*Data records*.
-- START --

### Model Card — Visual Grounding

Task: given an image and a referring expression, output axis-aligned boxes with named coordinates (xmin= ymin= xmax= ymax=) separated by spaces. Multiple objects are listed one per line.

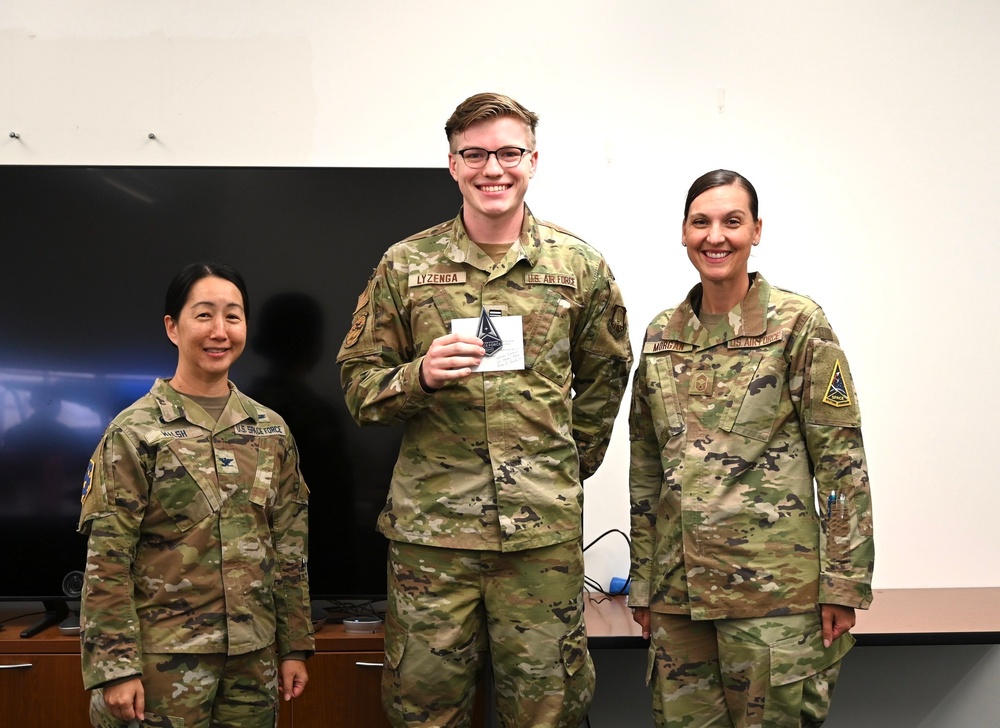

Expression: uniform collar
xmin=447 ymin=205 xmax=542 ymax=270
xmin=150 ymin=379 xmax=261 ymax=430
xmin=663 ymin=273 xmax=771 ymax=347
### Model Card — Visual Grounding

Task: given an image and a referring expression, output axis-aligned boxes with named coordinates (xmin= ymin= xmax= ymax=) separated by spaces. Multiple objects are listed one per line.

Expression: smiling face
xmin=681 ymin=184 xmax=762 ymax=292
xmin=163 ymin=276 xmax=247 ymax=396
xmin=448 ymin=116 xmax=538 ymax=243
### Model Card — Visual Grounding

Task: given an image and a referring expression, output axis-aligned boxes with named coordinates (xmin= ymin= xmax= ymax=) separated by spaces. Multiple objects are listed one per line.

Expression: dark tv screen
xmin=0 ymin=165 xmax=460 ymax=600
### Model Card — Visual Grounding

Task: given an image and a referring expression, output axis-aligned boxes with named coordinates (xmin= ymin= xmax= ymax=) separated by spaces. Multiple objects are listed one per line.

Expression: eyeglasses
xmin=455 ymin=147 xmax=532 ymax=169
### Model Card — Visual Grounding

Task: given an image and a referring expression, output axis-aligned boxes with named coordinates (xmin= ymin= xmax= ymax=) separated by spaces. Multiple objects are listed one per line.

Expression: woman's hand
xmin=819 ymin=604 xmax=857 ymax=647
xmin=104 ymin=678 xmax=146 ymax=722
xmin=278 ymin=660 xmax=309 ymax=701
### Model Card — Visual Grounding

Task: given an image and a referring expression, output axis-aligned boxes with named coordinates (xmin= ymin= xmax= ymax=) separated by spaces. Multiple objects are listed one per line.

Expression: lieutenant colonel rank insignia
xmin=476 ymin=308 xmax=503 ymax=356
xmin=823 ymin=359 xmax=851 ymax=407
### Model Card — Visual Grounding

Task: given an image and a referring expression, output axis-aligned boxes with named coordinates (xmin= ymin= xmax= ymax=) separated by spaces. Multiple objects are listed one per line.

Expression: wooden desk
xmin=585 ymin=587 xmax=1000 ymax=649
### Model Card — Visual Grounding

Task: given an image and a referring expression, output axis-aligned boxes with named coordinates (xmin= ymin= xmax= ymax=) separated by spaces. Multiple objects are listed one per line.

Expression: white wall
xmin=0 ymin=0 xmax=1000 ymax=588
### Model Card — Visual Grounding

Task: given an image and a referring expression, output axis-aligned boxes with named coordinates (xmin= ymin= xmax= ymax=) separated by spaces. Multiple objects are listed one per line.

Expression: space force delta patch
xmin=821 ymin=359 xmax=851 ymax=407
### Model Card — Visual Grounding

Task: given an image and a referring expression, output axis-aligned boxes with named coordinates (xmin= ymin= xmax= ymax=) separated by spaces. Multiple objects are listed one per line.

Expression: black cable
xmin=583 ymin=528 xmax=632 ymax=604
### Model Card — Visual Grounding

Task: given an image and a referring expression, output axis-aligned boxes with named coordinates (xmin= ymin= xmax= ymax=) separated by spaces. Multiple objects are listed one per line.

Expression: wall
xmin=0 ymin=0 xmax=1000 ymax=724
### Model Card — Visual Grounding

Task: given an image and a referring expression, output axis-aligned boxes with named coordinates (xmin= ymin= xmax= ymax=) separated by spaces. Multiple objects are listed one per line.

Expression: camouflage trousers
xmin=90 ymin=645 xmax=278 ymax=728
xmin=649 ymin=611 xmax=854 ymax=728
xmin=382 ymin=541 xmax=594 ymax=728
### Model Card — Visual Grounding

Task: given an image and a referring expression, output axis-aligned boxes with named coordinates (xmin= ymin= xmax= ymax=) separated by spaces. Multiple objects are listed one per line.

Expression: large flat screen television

-- END --

Which lines of the data records above contain the string "wall"? List every one of them, and treat case as significant.

Expression: white wall
Expression: wall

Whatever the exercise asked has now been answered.